** AIM **
Reproduce every line of the entries below word for word, but leave out the pictures.

++++++++++++++++++++

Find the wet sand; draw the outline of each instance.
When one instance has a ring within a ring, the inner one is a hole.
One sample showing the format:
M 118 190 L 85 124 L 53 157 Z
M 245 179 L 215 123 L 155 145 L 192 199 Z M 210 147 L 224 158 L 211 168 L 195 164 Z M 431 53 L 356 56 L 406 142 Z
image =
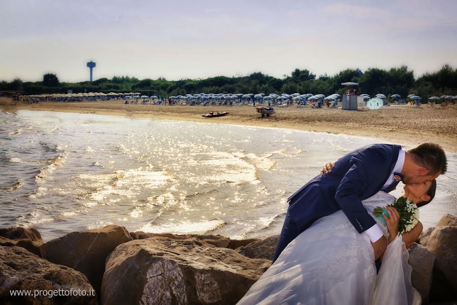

++++++++++++++++++++

** TASK RESULT **
Find the wet sand; draw the outline of each instance.
When one instance has a ring within a ring, the inner one is a hole.
One sample showing the format:
M 118 190 L 85 124 L 53 157 Z
M 245 179 L 215 123 L 155 145 L 192 199 Z M 210 147 L 224 158 L 211 168 L 195 164 Z M 431 53 L 356 56 L 406 142 Z
image =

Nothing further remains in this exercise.